◆ **WORK INSTRUCTION**
Every line from the one bearing "scan for: epaulette on shoulder" through the last line of the entries should be printed exactly, with no other output.

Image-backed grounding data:
"""
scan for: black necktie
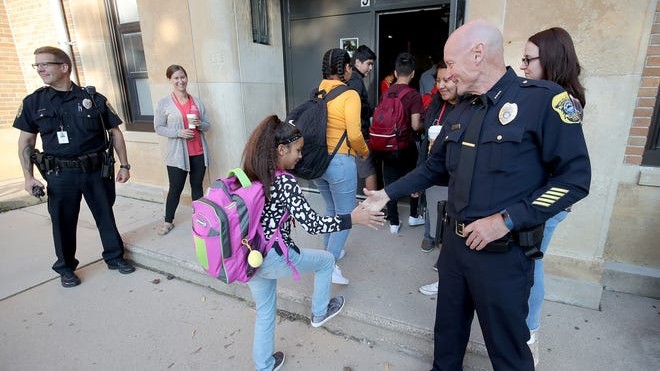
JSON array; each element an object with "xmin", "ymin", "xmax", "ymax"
[{"xmin": 453, "ymin": 94, "xmax": 488, "ymax": 212}]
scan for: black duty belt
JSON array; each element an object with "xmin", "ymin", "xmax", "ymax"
[
  {"xmin": 53, "ymin": 152, "xmax": 104, "ymax": 172},
  {"xmin": 56, "ymin": 159, "xmax": 82, "ymax": 168},
  {"xmin": 448, "ymin": 217, "xmax": 545, "ymax": 259}
]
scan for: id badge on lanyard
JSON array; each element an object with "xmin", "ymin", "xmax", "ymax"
[{"xmin": 57, "ymin": 125, "xmax": 69, "ymax": 144}]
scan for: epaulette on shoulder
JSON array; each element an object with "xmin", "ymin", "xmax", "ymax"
[{"xmin": 519, "ymin": 78, "xmax": 563, "ymax": 93}]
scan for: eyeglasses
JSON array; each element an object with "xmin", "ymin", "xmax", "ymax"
[
  {"xmin": 521, "ymin": 56, "xmax": 540, "ymax": 66},
  {"xmin": 31, "ymin": 62, "xmax": 64, "ymax": 69}
]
"""
◆ **EXERCISE OUTPUT**
scan for: epaulette on shoulder
JSON array; each element an object with "xmin", "ymin", "xmax", "ymax"
[{"xmin": 519, "ymin": 78, "xmax": 563, "ymax": 93}]
scan for: eyeglasses
JSON array; each element an object with "xmin", "ymin", "xmax", "ymax"
[
  {"xmin": 521, "ymin": 56, "xmax": 540, "ymax": 66},
  {"xmin": 31, "ymin": 62, "xmax": 64, "ymax": 69}
]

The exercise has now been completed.